HOW TO COMPLETE THIS TASK |
Return each line below exactly as it reads, and omit any image in it.

DATA SUPPLIED |
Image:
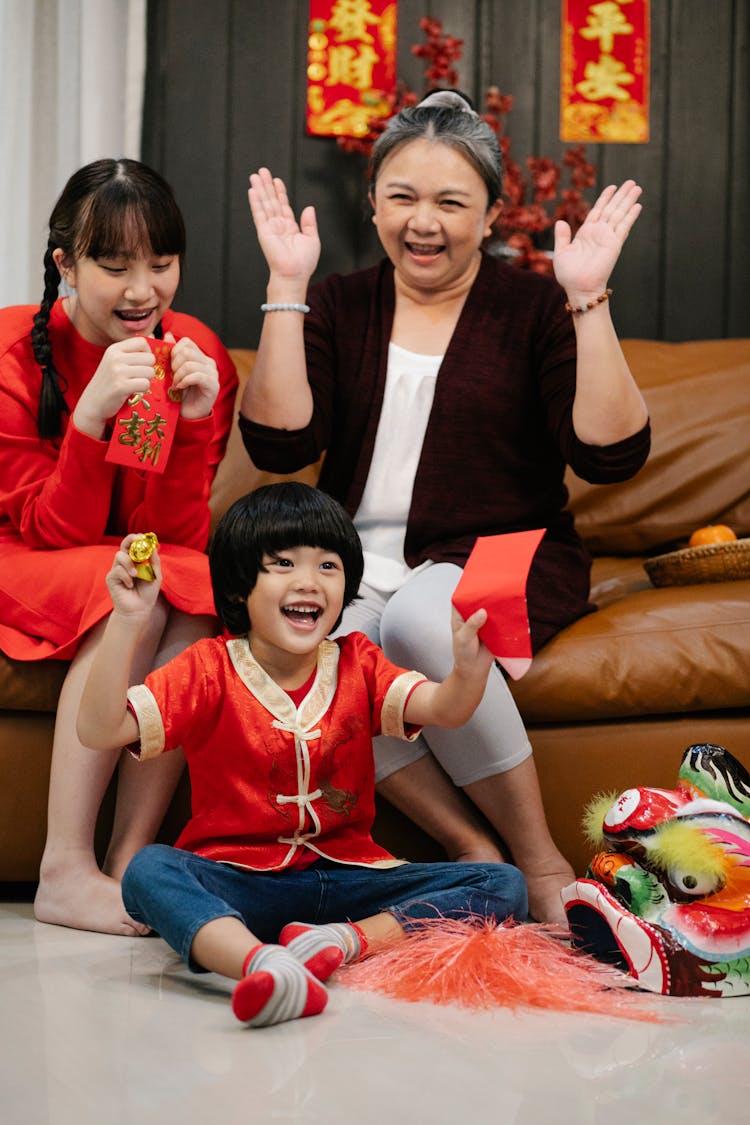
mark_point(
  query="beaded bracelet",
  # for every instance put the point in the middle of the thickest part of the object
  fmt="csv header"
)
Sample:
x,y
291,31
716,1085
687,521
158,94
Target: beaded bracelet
x,y
285,308
579,309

ANSWER AREA |
Image:
mark_point(
  query="beaded bracelet",
  # for every instance put the point in the middle of the thickest part of the object
  fmt="csv header"
)
Sample:
x,y
291,31
716,1085
687,521
158,94
Target: beaded bracelet
x,y
285,308
579,309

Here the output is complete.